* **What you are asked to do**
Copy the data precisely, character for character, and leave out every picture.

____ Supplied records

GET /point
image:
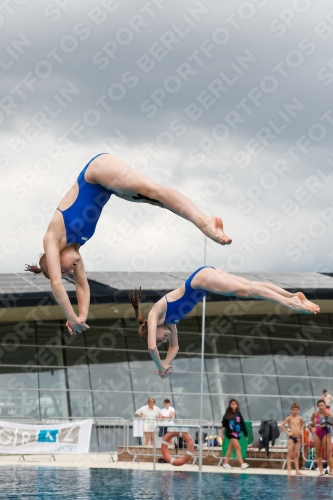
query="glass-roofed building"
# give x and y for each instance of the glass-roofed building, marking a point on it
(256, 351)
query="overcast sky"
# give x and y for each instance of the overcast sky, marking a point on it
(228, 101)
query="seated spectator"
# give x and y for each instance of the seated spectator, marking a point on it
(150, 413)
(167, 413)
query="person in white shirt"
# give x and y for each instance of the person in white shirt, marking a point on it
(167, 413)
(150, 413)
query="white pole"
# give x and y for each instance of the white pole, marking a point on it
(202, 369)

________

* **Correct response**
GET /point
image:
query="glass-roofed building"
# give x and y for each instance of the glass-roofed building, marking a point on it
(256, 351)
query="overcast sky"
# give x and y for each instance of the overcast sky, marking a point on it
(228, 101)
query="seated spectator"
# give x and y for each instance of the seated spectator, marking a point on it
(150, 413)
(167, 413)
query="person in white shirt"
# give x and y for each instance of the person in white shirt, marking a point on it
(167, 413)
(150, 413)
query="white pole"
# give x and y for each instance of the white pole, marking a point on it
(202, 369)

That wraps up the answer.